▶ _What is asked_: Can you pull out the part of the Odesa 1905 passage between "Tens of thousands" and "smashed his skull.", inclusive, copying it word for word?

___ Source passage

Iresolute and impressionable, the Potemkin's crew rejected his proposal. They wanted to wait for the rest of the Black Sea Fleet to mutiny. They believed that time was on their side.
Tens of thousands of people wandered on the wooden boardwalk of the port beside the sea. There were many speakers, but accounts paint Anna Lipshitz as their queen. In his book on the events of 1905 in Odesa, historian Robert Weinberg sketches the following story. An undercover cop tried to heckle a Bundist woman speaker. He called her a kike, thinking that would turn the audience against her. Instead, the woman incited the crowd against the provocateur, until they set upon him and smashed his skull.
The woman is not identified in Weinberg's text, but the moment is shown in Sergei Eisenstein's pioneering silent film, Battleship Potemkin. His script identifies the orator as a "Bundist," and for her party comrades who saw the film, she was unmistakably Anna Lipshitz.
By afternoon, people started to loot the harbor's warehouses. Soon the kegs were freed. Pricey wine burned mouths that had never tasted the like before and would never taste it again. Revelers drank all they could, then hauled the rest to the city center. The looting wasn't universal. One sailor pleaded, "We need freedom, not vodka." Some workers guarded the warehouses. Others threw the kegs into the sea, shouting curses at the alcohol whose convenient appearance would derail so many revolutionary moments. But few listened.
No one knows who started the fires, but they spread quickly, since Odesa's warehouses were built from wood. Soon, flames were everywhere, eating the loot, the port, and its people. Blinded by smoke, the revelers tried to escape the port, but it had been cordoned off by the military in an attempt to contain the day's disorders, and those whom the fire spared, the soldiers didn't. Nearly 1,300 people died that night. The crew of the battleship Potemkin watched it all, unable or unwilling to help.
The next afternoon in Odesa's ruined port, the bodies lay swelling in the summer heat. The whole city was rotten with fear. Soldiers attacked a funeral procession to bury the now putrid corpse of Vakulenchuk, the Potemkin's martyr. Worried when their crewmates didn't return on time from the funeral, the Potemkin finally fired on the city. They aimed for the opera house, where officers were meeting, but the gunner deliberately missed. Like many of his fellow sailors, the previous night had convinced him that revolution was less seductive in practice. Two days later, the battleship Potemkin abandoned Odesa, having failed to either spark a mutiny or protect an uprising. After months of wandering, it finally surrendered in Romania.
As in Lodz, tsarist officials blamed the whole Odesa business on the Jews.
Chapter 7 Reaction
(October 1905 January 1906)

______
___ Supplied data

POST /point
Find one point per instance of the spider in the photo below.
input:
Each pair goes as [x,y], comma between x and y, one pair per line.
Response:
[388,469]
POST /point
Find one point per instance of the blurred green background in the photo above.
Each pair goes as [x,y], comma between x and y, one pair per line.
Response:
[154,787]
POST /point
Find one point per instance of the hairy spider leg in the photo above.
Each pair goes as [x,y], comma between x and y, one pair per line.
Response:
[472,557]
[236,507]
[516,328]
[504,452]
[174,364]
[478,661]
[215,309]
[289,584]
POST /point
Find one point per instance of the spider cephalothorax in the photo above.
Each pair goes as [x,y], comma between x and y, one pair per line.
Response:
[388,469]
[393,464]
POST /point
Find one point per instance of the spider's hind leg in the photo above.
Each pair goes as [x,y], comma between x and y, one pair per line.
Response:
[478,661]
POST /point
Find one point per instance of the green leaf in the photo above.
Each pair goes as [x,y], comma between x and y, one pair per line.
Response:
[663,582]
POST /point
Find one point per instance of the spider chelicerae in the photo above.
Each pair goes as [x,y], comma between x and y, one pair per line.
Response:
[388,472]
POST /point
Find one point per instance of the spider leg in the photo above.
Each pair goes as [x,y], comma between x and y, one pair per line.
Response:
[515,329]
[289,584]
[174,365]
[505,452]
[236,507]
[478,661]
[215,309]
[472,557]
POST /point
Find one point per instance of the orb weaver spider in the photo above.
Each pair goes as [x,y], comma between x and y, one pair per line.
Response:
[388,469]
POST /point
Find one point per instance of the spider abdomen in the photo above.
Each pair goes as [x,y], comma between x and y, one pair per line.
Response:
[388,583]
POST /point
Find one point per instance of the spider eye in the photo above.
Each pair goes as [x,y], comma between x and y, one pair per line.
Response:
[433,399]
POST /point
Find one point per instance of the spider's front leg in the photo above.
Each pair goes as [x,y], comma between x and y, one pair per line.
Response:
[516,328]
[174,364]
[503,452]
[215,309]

______

▶ _Task solution_:
Tens of thousands of people wandered on the wooden boardwalk of the port beside the sea. There were many speakers, but accounts paint Anna Lipshitz as their queen. In his book on the events of 1905 in Odesa, historian Robert Weinberg sketches the following story. An undercover cop tried to heckle a Bundist woman speaker. He called her a kike, thinking that would turn the audience against her. Instead, the woman incited the crowd against the provocateur, until they set upon him and smashed his skull.